= WHAT YOU HAVE TO DO =
Nothing may be dropped or altered: reproduce all the data.
>> Start INFORMATION PROVIDED
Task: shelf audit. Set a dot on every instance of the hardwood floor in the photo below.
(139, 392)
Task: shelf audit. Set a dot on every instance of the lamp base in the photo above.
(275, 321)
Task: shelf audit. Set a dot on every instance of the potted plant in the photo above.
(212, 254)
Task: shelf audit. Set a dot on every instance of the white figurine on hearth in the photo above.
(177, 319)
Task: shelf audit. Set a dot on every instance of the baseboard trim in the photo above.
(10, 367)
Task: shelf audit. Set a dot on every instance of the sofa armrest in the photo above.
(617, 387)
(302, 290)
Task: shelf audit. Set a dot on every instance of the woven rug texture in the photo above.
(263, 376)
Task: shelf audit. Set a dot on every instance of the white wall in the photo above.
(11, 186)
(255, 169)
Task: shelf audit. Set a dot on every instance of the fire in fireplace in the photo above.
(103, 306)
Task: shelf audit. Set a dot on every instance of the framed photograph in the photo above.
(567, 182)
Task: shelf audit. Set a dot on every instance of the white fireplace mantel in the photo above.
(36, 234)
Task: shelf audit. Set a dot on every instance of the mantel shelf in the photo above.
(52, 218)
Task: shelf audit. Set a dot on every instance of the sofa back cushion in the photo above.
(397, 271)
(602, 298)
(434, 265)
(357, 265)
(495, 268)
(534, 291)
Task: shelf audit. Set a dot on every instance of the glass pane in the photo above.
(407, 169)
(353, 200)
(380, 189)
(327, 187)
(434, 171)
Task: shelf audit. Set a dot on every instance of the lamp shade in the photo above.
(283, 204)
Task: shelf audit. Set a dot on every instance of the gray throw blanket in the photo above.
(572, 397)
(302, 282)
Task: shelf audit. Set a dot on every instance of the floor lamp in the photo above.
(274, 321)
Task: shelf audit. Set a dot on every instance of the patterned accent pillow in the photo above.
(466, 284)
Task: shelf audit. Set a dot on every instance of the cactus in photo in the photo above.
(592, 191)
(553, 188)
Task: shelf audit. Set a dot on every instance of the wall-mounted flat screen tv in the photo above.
>> End INFORMATION PROVIDED
= FINAL RESULT =
Task: shelf audit. Set a dot on every instance of the hardwood floor in the photo below.
(139, 392)
Task: shelf audit. Set a dot on every instance of the lamp base in the photo above.
(275, 321)
Task: shelf audit. Set a dot on every instance of the potted plant in the photo above.
(212, 254)
Task: shelf audit. Set a dot on every instance of the white figurine on hearth in the photo above.
(177, 319)
Task: shelf audit. Set a dot on every instance of the baseboard trim in the photo above.
(10, 367)
Task: shelf audit. Set a dot on every instance of the sofa armrest in the photo above.
(617, 387)
(302, 290)
Task: shelf audit. Set a dot on every instance of the woven rug texture in the photo above.
(263, 376)
Task: shelf audit. Set a dot on every instance of the white wall in the photo above.
(11, 186)
(255, 169)
Task: shelf audit. Set a dot on every instance of the fire in fireplace in the photo above.
(103, 306)
Task: shelf audit. Set a dot on every instance of the framed photograph in the photo above.
(567, 182)
Task: shelf audit. Set a dot on every instance of the white fireplace mantel in the photo above.
(36, 234)
Task: shelf audit. Set a dot on every instance of the mantel shelf in the photo above.
(52, 218)
Task: shelf audit. Set a dot on every instance of the sofa back cushion in the photo above.
(397, 271)
(602, 298)
(434, 265)
(357, 265)
(495, 268)
(534, 291)
Task: shelf audit. Set a dot on every instance of the glass pane in the photo above.
(407, 169)
(353, 200)
(380, 189)
(327, 187)
(434, 171)
Task: shelf audit. Set a dot on every instance of the lamp shade in the photo above.
(283, 204)
Task: shelf audit. Set a dot on every instance of the gray throw blanket in the photo above.
(572, 397)
(302, 282)
Task: shelf audit. Set a dot on every instance of the floor lamp in the photo above.
(274, 321)
Task: shelf audit. Set a dot on every instance of the patterned accent pillow in the photo above.
(466, 284)
Task: shelf audit. Set a dot on every instance of the cactus in photo in the photo above.
(592, 191)
(553, 188)
Task: shelf audit. Set a dot on every instance of the wall-mounted flat screen tv in the photo above.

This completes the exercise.